Stated goal:
Revise the listing from the line with "If you could pin the yellow beak" through the end, changing "report the position" to "give the location" and keeping everything else the same. Leave the pictures out of your answer.

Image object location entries
═══

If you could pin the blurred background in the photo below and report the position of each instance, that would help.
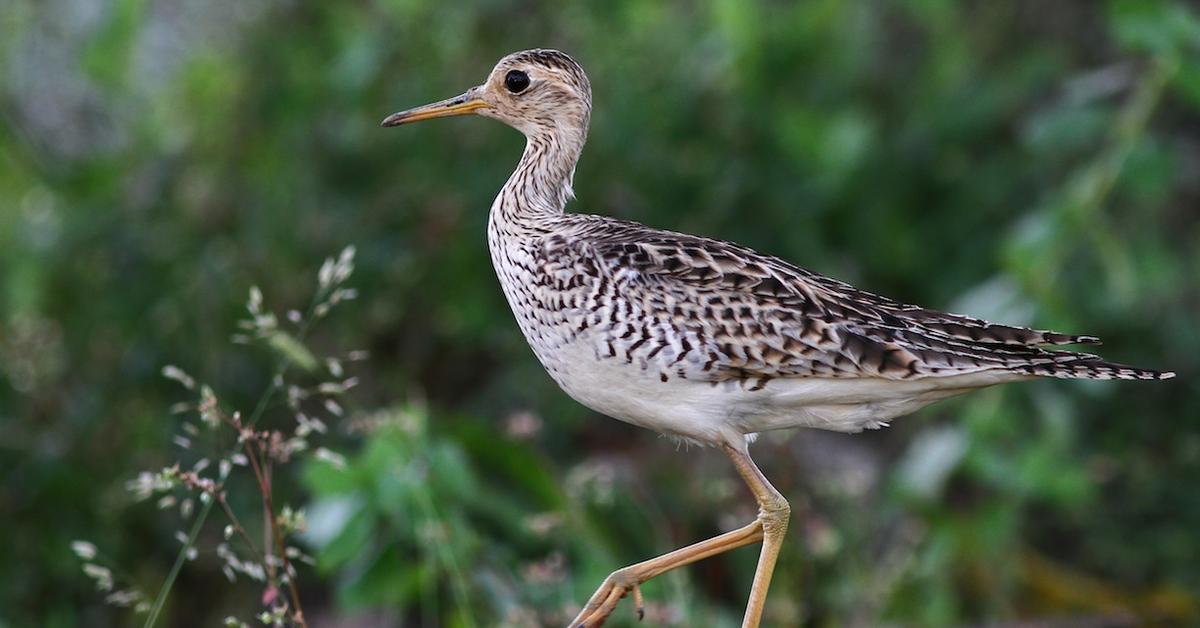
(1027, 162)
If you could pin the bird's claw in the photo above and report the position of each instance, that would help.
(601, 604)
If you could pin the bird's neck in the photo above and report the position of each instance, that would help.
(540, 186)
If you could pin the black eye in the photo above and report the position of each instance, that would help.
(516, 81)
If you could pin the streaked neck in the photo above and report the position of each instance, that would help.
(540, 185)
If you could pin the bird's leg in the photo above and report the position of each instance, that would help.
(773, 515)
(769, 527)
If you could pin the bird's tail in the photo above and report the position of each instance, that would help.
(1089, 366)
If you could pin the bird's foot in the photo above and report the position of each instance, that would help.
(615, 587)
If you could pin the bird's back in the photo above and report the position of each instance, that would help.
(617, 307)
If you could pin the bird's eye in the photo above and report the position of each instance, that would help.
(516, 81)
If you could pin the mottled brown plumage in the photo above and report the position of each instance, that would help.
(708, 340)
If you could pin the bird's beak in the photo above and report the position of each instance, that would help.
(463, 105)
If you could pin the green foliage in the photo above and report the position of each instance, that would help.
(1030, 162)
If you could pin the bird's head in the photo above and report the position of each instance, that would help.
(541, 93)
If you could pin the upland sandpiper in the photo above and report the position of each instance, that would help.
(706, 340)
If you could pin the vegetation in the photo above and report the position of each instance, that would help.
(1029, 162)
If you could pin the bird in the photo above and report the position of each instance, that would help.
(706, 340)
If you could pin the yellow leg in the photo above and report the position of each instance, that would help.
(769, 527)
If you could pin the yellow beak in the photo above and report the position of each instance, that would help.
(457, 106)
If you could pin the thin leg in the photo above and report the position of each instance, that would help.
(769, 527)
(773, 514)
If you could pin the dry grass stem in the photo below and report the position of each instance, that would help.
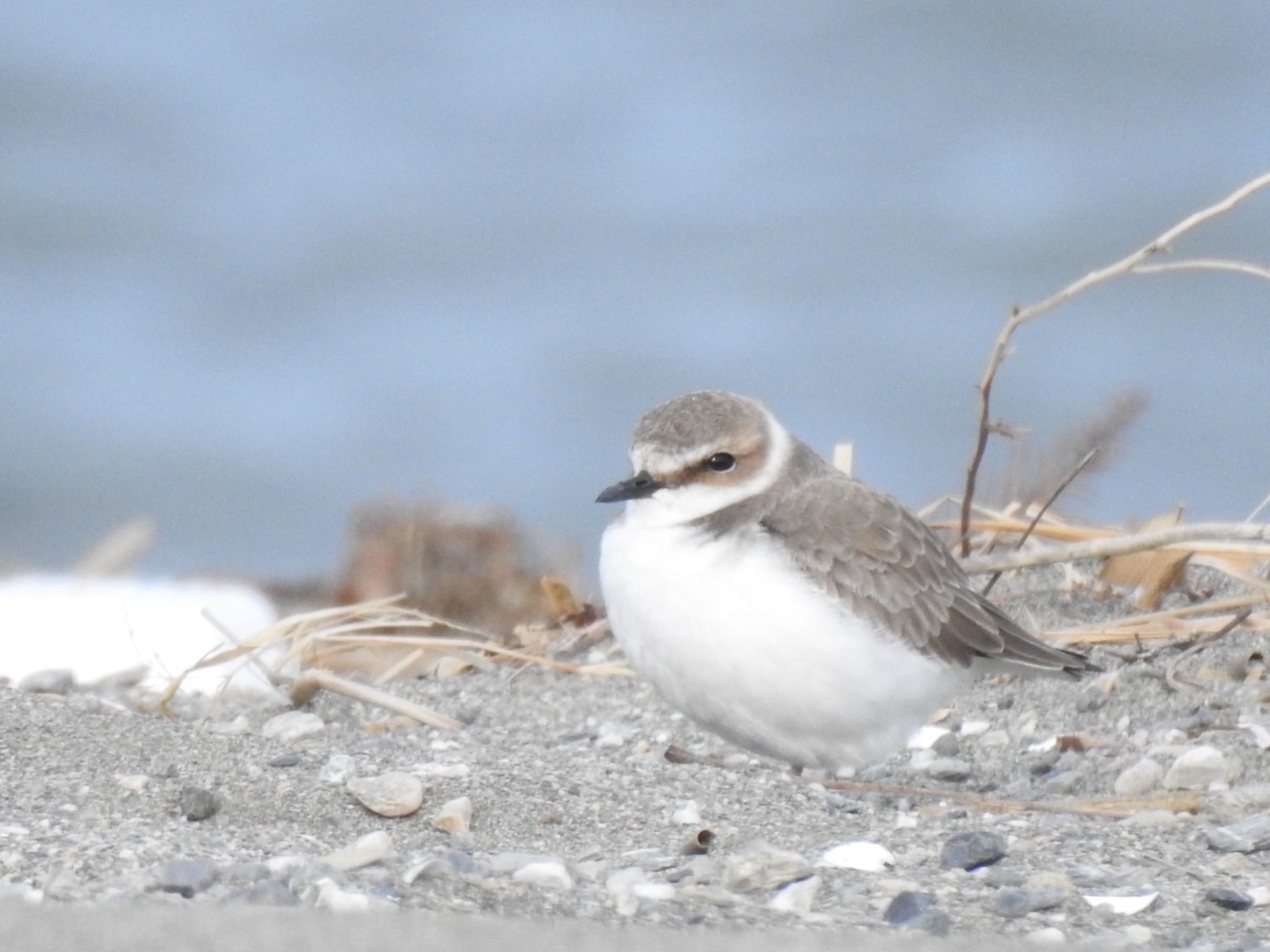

═══

Result below:
If you could pin the yellow beak in the photo above and give the location of each instance, that would help.
(457, 106)
If you could pin the thin leg in the photo above and give the location of each instance, that would help.
(769, 527)
(773, 514)
If you could pin the dry grass stem in the photo below and give the location of each instance, that would help.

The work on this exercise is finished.